Could you set down every entry below exactly as it is?

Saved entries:
++++++++++

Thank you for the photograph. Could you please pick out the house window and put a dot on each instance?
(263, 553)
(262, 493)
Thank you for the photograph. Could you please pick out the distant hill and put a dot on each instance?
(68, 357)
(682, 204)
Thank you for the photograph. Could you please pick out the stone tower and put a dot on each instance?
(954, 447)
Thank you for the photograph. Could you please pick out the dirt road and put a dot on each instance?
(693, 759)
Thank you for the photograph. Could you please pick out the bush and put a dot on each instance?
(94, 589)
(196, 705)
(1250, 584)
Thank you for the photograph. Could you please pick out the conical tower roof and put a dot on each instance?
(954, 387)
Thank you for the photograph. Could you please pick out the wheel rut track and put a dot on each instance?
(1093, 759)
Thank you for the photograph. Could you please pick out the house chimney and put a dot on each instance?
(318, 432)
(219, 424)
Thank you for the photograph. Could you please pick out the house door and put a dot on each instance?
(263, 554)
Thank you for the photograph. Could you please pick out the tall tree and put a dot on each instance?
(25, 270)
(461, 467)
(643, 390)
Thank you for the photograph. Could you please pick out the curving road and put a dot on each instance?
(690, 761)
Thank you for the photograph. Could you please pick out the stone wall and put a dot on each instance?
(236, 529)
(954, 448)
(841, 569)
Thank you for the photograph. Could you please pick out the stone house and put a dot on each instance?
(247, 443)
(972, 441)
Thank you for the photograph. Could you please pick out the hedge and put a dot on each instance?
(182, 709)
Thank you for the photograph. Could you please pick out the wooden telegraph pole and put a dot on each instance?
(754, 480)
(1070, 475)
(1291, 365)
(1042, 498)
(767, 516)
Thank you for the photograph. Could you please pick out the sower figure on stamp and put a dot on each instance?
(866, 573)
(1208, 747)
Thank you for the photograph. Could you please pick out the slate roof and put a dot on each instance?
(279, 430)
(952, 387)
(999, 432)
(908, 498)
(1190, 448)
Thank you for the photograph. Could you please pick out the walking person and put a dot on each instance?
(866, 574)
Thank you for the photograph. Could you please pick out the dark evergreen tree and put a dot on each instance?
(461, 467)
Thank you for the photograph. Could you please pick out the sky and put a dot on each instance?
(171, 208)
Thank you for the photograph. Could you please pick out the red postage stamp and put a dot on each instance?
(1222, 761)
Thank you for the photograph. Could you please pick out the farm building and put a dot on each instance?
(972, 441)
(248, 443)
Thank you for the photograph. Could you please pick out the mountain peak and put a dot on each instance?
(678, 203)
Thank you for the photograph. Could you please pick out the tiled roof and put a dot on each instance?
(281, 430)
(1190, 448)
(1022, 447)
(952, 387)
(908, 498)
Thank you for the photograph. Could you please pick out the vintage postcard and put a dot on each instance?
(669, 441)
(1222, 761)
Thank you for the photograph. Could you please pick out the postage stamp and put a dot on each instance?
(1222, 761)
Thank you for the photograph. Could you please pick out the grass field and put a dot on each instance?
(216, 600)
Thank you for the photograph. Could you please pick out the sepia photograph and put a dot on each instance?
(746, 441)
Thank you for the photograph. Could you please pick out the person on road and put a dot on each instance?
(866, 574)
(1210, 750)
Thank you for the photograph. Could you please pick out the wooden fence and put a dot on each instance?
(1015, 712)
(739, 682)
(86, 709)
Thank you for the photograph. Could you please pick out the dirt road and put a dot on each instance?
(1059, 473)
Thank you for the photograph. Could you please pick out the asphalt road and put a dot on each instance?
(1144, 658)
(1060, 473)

++++++++++

__Solution__:
Thank you for the photograph. Could you please pick out the house window and put a dot on each instance?
(263, 553)
(262, 493)
Thank you for the photograph. Could you please pick out the distant hill and put a dot on each instance?
(68, 357)
(682, 204)
Thank you for the photograph. Could you please pick out the stone tower and put a dot on each instance?
(954, 447)
Thank you for the photograph. Could you please pick out the dirt road and put a dot on each instance?
(693, 759)
Thank you for the photograph. Could you please pick out the bush and put a dot on each instance?
(94, 589)
(196, 705)
(1250, 584)
Thank you for the photograph. Could you please pick out the conical tower roof and put a dot on each instance?
(954, 387)
Thank you for the photograph. Could you please pick out the wheel rut track and put a dot on each instance?
(1093, 759)
Thank you for the photograph. Could you please pick out the house chimney and put a dot on each instance?
(318, 432)
(219, 424)
Thank you for the photograph. Could you please pick out the house door and put a dot on each instance?
(263, 554)
Thank you for the photograph. Could you please pick out the tall tree and put a dot on each instance?
(25, 270)
(461, 467)
(643, 390)
Thank you for the photograph. Could you please pick out the curving road and put a dot on each instance?
(690, 761)
Thank you for the photograph. Could you please pick out the stone wall and put a dot on each instance?
(236, 529)
(954, 448)
(841, 569)
Thank you for the photograph. Could you please pick out the stone house and put a dot on each instance?
(247, 443)
(972, 441)
Thank you for the photograph. Could you please pick out the hedge and put a dot on each instance?
(182, 709)
Thank you for the photograph. Could you please pick out the wooden telegraph pole and put a dot on each instance?
(754, 480)
(1070, 475)
(1291, 365)
(1042, 498)
(767, 516)
Thank you for the photograph. Could you please pick out the sower figure on stamp and put a dot on each instance?
(866, 573)
(1208, 747)
Thank you for the photograph. Could you please pick out the slate roof and put a dot on each instance?
(279, 430)
(952, 387)
(999, 432)
(908, 498)
(1190, 448)
Thank you for the photograph. Could you please pick out the walking person and put a dot on each instance?
(866, 574)
Thank you for the photograph. Could you please pick out the dark evergreen tree and put a dot on each instance?
(461, 467)
Thank you for the photograph. Could you please pick out the sky and put a dot on each instance?
(171, 208)
Thank you for the photograph. Could you please pick out the red postage stamp and put a dot on each instance?
(1222, 761)
Thank you for the photograph. Could you please pick out the farm building and put a dot on each instance?
(972, 441)
(248, 443)
Thank you for the photograph. Could you please pick out the mountain peak and put a dot on each instance?
(678, 203)
Thank you for the photograph. Could you please pick out the tiled roof and put a dot on each instance?
(281, 430)
(1190, 448)
(1022, 447)
(952, 387)
(908, 498)
Thank you for the photograph. Could you please pick out the vintage postcard and put a dot on each instance?
(669, 441)
(1222, 761)
Thank you for the photograph. Could you please pick out the postage stamp and put a dot on each instance?
(1222, 761)
Thank you for the photograph. Could you please pick out the grass field and put a dot on each instance?
(216, 600)
Thank you for the photograph. Could you please pick out the sepia photograph and put a dot on each instance?
(746, 441)
Thank you for the photograph. Could you please pick out the person on road and put a dot on each instance?
(866, 574)
(1210, 750)
Thank you for the photograph. Could you please pick out the wooden fence and put a dot on each instance?
(1015, 712)
(739, 682)
(86, 709)
Thank you for the photograph. Could you please pick out the dirt road and put a dot on each instance?
(1059, 473)
Thank you for the photograph. Could you please pick out the asphalt road and put a dot on each instance?
(1144, 658)
(1060, 473)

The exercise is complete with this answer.